* _OBJECTIF 1_: Selon l'extrait sur les Imitatio Christi, combien d'exemplaires de l'Imitatio la Bibliothèque royale de Belgique conserve-t-elle ?
* _OBJECTIF 2_: Poursuivez la rédaction de l'extrait sur les Imitatio Christi à la suite de sa dernière phrase.

* _EXTRAIT FOURNI_:
Le média en ligne des Éditions Faton

Les Imitatio Christi de la Bibliothèque royale de Belgique

L’Imitation de Jésus-Christ, bois dessinés par Maurice Denis, Paris, Ambroise Vollard, éditeur (Imprimerie nationale), 1903 (FS IX 475 A). Reliure de Pierre Legrain achevée par Jacques Anthoine-Legrain (détail).

L’Imitation de Jésus-Christ, bois dessinés par Maurice Denis, Paris, Ambroise Vollard, éditeur (Imprimerie nationale), 1903 (FS IX 475 A). Reliure de Pierre Legrain achevée par Jacques Anthoine-Legrain (détail). © Bibliothèque royale de Belgique - KBR Museum

L’Imitatio Christi, l’Imitation du Christ, est sans doute le deuxième livre le plus diffusé dans le monde occidental après la Bible. La Bibliothèque royale de Belgique en conserve près de 2 000 exemplaires, manuscrits et imprimés. À l’occasion du sixième centenaire de l’Imitatio, l’institution a organisé en novembre et décembre 2024 une exposition thématique où 120 ouvrages, parmi les plus précieux ou les plus inattendus qu’elle conserve, ont été présentés. Voici un florilège de plusieurs spécimens exceptionnels de ce texte, qui offre également d’importants repères sur l’histoire du livre.

* _DONNÉES FOURNIES_:
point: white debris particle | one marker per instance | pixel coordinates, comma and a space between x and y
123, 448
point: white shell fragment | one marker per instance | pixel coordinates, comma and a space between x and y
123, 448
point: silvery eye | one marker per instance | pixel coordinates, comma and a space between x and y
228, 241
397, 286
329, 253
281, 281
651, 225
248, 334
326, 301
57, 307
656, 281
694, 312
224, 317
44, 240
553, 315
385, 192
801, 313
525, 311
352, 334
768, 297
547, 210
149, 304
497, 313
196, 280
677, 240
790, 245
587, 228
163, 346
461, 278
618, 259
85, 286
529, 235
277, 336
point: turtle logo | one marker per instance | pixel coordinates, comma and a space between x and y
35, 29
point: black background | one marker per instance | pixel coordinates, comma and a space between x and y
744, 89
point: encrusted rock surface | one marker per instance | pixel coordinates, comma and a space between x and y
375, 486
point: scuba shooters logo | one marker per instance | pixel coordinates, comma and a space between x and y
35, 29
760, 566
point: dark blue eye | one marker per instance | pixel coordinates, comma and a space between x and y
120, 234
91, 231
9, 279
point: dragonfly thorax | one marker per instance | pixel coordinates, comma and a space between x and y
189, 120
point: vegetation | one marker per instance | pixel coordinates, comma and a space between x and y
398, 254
* * *
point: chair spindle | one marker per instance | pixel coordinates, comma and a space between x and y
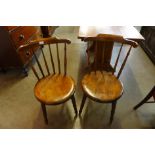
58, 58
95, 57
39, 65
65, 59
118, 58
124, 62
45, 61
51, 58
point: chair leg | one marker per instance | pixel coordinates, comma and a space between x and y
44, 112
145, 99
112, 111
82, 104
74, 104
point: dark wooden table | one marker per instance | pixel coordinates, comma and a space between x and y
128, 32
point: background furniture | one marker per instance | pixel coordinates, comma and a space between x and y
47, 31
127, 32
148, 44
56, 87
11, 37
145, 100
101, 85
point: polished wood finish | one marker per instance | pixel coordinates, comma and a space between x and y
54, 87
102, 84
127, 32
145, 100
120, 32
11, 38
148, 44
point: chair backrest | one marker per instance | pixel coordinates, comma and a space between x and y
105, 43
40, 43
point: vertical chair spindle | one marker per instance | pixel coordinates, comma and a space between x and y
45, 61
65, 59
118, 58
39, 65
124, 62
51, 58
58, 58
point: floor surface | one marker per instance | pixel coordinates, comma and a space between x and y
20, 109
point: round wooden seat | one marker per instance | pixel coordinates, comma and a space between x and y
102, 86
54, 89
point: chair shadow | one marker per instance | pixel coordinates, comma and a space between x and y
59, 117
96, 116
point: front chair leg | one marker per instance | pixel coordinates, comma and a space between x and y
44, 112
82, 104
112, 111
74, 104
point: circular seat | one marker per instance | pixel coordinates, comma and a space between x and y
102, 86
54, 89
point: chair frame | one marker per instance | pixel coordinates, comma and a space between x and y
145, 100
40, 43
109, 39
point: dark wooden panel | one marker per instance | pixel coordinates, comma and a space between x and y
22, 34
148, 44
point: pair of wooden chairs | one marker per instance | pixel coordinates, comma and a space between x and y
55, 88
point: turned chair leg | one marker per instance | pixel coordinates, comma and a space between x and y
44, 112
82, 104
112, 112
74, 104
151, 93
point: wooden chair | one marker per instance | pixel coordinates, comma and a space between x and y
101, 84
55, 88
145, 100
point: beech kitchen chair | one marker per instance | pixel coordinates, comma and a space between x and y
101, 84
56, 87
* * *
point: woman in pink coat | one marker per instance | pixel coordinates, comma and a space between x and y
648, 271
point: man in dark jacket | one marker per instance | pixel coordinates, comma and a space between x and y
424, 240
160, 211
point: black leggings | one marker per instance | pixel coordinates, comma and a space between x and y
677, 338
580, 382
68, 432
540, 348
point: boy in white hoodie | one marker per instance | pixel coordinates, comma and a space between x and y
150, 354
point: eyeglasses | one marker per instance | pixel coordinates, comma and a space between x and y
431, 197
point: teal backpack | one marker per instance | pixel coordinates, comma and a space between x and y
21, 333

* _RÉPONSE RÉDIGÉE 1_: Près de 2 000 exemplaires, manuscrits et imprimés.

* _RÉPONSE RÉDIGÉE 2_:
Une partie importante des exemplaires de l’Imitatio Christi conservés à la Bibliothèque royale de Belgique (appelée ci-après « KBR ») provient des ordres religieux supprimés à la fin du XVIIIe siècle : leurs collections ont souvent été intégrées à l’ancienne bibliothèque des ducs de Bourgogne, qui remontait au XVe siècle et qui a appartenu aux souverains successifs de nos régions. Elle est la plus réputée des collections qui allaient constituer, dès 1837, la KBR actuelle. Quelque 550 exemplaires, dont trois manuscrits et deux incunables, sont entrés en avril 1961, quand KBR a pu acheter la collection complète du comte Jules Ancion1 (1874-1949). Mais ce n’est pas tout : KBR est la fière propriétaire d’une copie autographe (datée de 1441) de ce texte, achevé lui-même en novembre 1424 par son auteur, le frère monastique Thomas a Kempis (1380-1471).

Johannes Gerson, Imitatio Christi, Louvain, Jean de Westphalie, 1484-1485/1487, colophon (INC A 1857)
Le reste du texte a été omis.